# Given task
Write out all of the lines below, exactly and completely.

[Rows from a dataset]
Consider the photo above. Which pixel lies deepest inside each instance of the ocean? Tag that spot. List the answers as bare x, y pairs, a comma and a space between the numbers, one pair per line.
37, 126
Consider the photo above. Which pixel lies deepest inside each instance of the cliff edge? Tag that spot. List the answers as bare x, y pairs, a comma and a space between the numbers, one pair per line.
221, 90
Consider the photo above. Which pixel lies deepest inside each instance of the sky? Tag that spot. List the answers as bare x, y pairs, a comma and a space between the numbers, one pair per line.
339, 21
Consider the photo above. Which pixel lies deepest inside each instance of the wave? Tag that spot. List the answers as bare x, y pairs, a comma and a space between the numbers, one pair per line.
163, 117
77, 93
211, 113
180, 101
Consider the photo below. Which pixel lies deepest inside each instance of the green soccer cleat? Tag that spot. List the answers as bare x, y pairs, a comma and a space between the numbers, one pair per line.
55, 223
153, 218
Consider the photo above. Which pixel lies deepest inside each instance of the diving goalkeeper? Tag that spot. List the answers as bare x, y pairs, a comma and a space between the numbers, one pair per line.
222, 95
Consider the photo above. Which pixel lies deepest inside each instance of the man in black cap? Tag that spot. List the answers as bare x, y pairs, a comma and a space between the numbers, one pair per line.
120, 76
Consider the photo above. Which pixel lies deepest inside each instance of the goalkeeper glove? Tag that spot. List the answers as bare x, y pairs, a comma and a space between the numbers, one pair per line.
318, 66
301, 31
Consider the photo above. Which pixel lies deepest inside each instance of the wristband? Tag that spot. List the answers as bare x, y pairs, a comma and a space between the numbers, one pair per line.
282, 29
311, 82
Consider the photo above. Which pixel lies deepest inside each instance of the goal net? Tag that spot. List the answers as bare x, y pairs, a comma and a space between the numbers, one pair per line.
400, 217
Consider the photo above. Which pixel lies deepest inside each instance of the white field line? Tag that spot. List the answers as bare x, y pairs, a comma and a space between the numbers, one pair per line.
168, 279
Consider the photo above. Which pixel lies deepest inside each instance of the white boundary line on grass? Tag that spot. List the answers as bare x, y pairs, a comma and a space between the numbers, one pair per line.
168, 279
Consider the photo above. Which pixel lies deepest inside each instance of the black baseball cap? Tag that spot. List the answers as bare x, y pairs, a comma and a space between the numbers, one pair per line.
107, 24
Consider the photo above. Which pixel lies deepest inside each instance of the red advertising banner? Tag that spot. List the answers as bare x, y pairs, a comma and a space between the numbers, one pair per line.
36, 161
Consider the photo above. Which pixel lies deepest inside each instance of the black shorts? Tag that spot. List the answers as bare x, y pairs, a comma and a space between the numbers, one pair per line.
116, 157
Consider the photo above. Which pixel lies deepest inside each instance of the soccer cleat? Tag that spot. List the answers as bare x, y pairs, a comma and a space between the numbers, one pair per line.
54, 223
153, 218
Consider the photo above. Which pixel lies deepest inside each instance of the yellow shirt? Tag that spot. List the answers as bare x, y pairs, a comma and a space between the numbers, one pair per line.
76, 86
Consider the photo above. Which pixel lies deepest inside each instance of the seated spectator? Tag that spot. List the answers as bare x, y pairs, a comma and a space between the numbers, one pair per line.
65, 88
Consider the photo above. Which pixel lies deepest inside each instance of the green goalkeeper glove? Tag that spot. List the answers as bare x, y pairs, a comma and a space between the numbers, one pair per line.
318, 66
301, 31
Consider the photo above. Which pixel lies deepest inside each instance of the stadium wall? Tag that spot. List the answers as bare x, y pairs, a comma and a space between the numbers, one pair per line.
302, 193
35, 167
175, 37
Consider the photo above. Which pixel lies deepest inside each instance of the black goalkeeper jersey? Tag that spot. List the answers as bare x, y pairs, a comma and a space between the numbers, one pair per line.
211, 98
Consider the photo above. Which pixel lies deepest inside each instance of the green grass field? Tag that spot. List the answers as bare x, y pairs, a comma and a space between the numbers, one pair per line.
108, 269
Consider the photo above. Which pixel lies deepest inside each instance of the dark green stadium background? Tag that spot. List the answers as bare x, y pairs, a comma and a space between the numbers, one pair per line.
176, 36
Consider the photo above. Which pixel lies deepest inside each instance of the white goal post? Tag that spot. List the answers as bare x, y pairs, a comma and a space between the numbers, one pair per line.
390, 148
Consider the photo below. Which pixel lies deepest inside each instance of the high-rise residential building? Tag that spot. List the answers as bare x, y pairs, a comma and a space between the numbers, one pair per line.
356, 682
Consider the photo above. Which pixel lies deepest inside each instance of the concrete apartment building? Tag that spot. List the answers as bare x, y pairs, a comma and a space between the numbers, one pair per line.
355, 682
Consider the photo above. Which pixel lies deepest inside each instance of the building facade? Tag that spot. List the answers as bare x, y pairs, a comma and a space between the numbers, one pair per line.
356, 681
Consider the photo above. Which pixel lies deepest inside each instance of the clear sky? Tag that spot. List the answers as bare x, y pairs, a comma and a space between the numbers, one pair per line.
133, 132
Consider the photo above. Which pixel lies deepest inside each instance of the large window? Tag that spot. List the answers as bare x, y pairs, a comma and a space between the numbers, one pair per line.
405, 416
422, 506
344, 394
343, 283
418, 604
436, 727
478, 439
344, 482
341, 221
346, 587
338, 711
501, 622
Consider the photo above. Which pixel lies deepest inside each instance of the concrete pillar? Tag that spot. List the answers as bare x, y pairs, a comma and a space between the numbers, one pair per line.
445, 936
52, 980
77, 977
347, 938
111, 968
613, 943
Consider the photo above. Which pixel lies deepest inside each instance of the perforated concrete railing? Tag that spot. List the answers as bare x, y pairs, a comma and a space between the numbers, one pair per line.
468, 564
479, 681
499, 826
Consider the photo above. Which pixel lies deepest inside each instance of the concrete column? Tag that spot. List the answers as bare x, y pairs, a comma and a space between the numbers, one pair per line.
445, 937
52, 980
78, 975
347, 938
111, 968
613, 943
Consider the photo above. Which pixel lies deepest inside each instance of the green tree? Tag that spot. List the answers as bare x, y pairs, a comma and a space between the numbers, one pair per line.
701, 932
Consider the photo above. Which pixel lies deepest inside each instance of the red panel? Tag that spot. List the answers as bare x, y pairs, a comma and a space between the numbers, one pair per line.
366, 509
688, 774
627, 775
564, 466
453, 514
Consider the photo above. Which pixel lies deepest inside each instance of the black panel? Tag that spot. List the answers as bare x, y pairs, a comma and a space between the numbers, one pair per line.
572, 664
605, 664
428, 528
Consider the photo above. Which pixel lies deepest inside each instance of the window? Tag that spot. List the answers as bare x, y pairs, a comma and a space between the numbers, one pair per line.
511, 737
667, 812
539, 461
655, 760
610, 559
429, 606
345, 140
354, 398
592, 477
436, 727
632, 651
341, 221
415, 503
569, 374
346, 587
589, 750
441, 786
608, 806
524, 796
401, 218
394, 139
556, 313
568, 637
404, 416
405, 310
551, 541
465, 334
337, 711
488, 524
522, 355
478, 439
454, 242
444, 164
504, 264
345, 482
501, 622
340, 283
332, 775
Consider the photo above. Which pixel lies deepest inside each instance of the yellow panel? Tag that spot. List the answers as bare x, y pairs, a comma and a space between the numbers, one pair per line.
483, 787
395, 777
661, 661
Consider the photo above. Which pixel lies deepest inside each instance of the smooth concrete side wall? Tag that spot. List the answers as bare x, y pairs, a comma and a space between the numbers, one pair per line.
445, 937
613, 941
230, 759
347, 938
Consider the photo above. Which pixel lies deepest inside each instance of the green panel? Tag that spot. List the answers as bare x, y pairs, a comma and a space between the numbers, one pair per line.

# Full response
Consider the photo above. Which pixel lies deepest inside each instance of the ocean? Tag that spot. List the answers as bare x, y pairs, a comma and a space between the numbers, one pair per line.
37, 126
Consider the photo above. Which pixel lies deepest inside each instance of the cliff edge? Tag that spot. List the answers as bare x, y pairs, a comma and a space between the numbers, one pair per line.
221, 90
Consider the photo above. Which pixel lies deepest inside each instance of the sky? Tag that spot. List the answers as bare x, y pairs, a comma and a space between the numbers, one pair per line.
339, 21
Consider the photo above. Which pixel lies deepest inside each instance of the wave? Tag that spot. List the answers as bare x, y pairs, a comma and a space between the numbers, one pair per line.
163, 117
77, 93
211, 113
180, 101
Consider the photo below. Which pixel lies deepest inside each instance of the green soccer cleat? Tag that spot. List the answers as bare x, y pairs, a comma and a space between the numbers, one pair per line.
55, 223
153, 218
Consider the photo above. Which pixel lies deepest inside each instance of the diving goalkeeper? Tag that spot. List the answers as bare x, y pairs, a comma and a space between the numbers, one pair per line.
222, 95
Consider the photo above. Which pixel lies deepest inside each instance of the man in black cap? Tag that spot. List the answers as bare x, y pairs, a comma and a space between the numbers, one pair per line.
120, 76
Consider the photo above. Which pixel lies deepest inside each instance of the goalkeeper glove? Tag that spot. List the answers as bare x, y pairs, a comma and a space between the numbers, one pair per line.
318, 66
301, 31
Consider the photo above. Which pixel lies deepest inside each instance of the wristband? Tag that spot. List the answers as bare x, y pairs, a comma and a space between the numbers, one pair per line.
282, 29
311, 82
Consider the photo above. Which pixel lies deepest inside each instance of the goal net? Tag that spot. List the answers as bare x, y pairs, a comma and a space between the numbers, one pair per line.
400, 217
Consider the photo above. Which pixel lies deepest inside each instance of the white field line? Tag that spot. List the answers as bare x, y pairs, a comma and a space between the numbers, one pair per line.
168, 279
Consider the photo above. Which pixel lies deepest inside each instance of the white boundary line on grass? Tag that spot. List the answers as bare x, y pairs, a comma and a space between the numbers, one pair per line.
168, 279
Consider the photo above. Which pixel lies deepest inside each instance of the black baseball cap? Tag that spot. List the answers as bare x, y pairs, a comma and a space between the numbers, one pair per line.
107, 24
Consider the photo above. Which pixel lies deepest inside each instance of the red advertising banner? Tag that spot. List the answers as bare x, y pairs, a comma and a space between the numbers, one pair per line.
36, 161
Consider the photo above. Which pixel lies deepest inside each instance of the black shorts? Tag that spot. List the answers as bare x, y pairs, a comma and a space between the numbers, one pair per line.
116, 157
Consider the photo above. Which pixel lies deepest inside each instance of the soccer cleat? Tag that spot. List the answers as bare x, y pairs, a comma and a space between the numbers, one pair per line.
54, 223
153, 218
Consider the photo above. Which pixel lies deepest inside each instance of the yellow shirt? Tag that spot. List the answers as bare x, y pairs, a comma and a space between the numbers, one pair per line.
76, 86
Consider the photo above. Which pixel lies deepest inside each instance of the seated spectator? Tag that spot. List the answers as bare x, y pairs, a comma and a space between the numbers, one pair per line.
65, 88
Consider the photo above. Which pixel lies deepest inside each instance of the green goalkeeper glove? Tag that spot. List the answers as bare x, y pairs, a comma and a space between the numbers, one pair per line.
318, 66
301, 31
Consider the photo above. Which pixel lies deepest inside each instance of the stadium wall? Tag that spot. List the answers as bare x, y pairs, a comma and a space between the numbers, one pair per line.
302, 193
35, 167
175, 37
Consider the photo above. Which pixel lies deepest inside each instance of the black goalkeeper jersey? Tag that spot. List the answers as bare x, y pairs, a comma and a space between the numbers, one pair per line.
211, 98
Consider the photo above. Which pixel lies deepest inside each instance of the green grass field? Tag that spot. List the answers as bare x, y pairs, a comma and a space between the numbers, one pair per line.
108, 269
Consider the photo above. Which pixel lies deepest inside each instance of the dark green stadium background? Tag that spot. List the answers as bare x, y pairs, a comma and a space between the numbers, one pair per line.
176, 36
Consider the photo above. Which pixel lies deepest inside each instance of the white goal post? Tag that spot. List the answers as bare x, y pairs, a comma and a space between the numbers, one pair per line.
390, 148
Consider the photo below. Which pixel lies deepest inside each instance of the high-rise residential building? Tag that spot. List the answers as bare x, y pairs, a comma and a space between the numbers, one pair per line.
356, 682
Consider the photo above. Which pixel lies deepest inside each instance of the concrete apartment building? Tag that spot. List the answers as bare x, y pairs, a comma and a space between the numbers, one pair per line.
355, 682
Consider the photo above. Which pixel lies deepest inside each instance of the building facade? Tag that spot. List the answers as bare x, y pairs, a comma and a space between the numbers, one pair per line.
356, 681
Consider the photo above. Which pixel lies deepest inside each instance of the clear sky? Tag that spot. List the answers as bare x, y pairs, a comma and a space between the numbers, one pair per line.
133, 132
Consider the photo above. Which pixel lies deepest inside each instance of the large window? Tag that spot. List the answers as bare x, y pairs, a comma and a space between the numbers, one pair per line.
405, 416
422, 506
344, 394
343, 283
418, 604
436, 727
478, 439
344, 482
341, 221
346, 587
338, 711
501, 622
Consider the photo above. Which pixel lies deepest inside each instance of the concrete pillar? Tag that spot. List the answers as bare x, y pairs, a comma and a space between the numbers, one pair per line.
445, 936
52, 980
77, 977
347, 938
111, 968
613, 943
Consider the photo above. Which pixel lies deepest inside each instance of the perforated concrete railing? Tag that spot. List the answers as bare x, y pairs, a comma and a space between the numbers, one pair per line.
468, 564
479, 681
499, 826
Consider the photo above. Which pixel lies deepest inside each instance of the concrete column? Tag that spot. List the answers as bare x, y pairs, a comma and a space between the numbers, one pair per line.
445, 937
52, 980
78, 975
347, 938
111, 968
613, 943
Consider the photo above. Which pixel lies deepest inside each instance of the green tree? Tag that spot. List the answers as bare x, y pairs, a comma and a space between the numbers, one pair per line.
701, 932
Consider the photo above. Which pixel lies deepest inside each instance of the red panel? Tag that spot. List the answers as bare x, y pairs, a comma and a space between the numbers, one pair per line.
366, 509
688, 774
627, 775
564, 466
453, 514
Consider the photo above. Which pixel lies deepest inside each instance of the black panel? Tag that spot. List the answers as bare x, y pairs, a comma and a space between the numbers, one pair per line.
572, 664
605, 664
428, 528
Consider the photo above. Which pixel lies deepest inside each instance of the window? Tag that spot. List the answers as bare x, y pairs, a comma and a space between the numbers, one pair per line.
511, 737
667, 812
539, 461
655, 760
610, 559
429, 606
345, 140
354, 398
592, 477
436, 727
632, 651
341, 221
415, 503
569, 374
346, 587
589, 750
441, 786
608, 806
524, 796
401, 218
394, 139
556, 313
568, 637
404, 416
405, 310
551, 541
465, 334
337, 711
488, 524
522, 355
478, 439
454, 242
444, 164
504, 264
345, 482
501, 622
340, 283
332, 775
Consider the photo above. Which pixel lies deepest inside each instance of the yellow panel? Tag that spot. List the answers as bare x, y pairs, a comma and a space between the numbers, one pair per line.
483, 787
395, 777
661, 661
Consider the photo above. Which pixel lies deepest inside each instance of the smooth concrete side wall? Tag that spot. List the answers as bare x, y pairs, a comma and a space between the numbers, one pair per line.
445, 937
613, 941
230, 759
347, 938
Consider the photo above. Which pixel lies deepest inside each instance of the green panel? Tag that spot. List the answers as bare x, y pairs, a comma and a space between the numbers, one pair per line.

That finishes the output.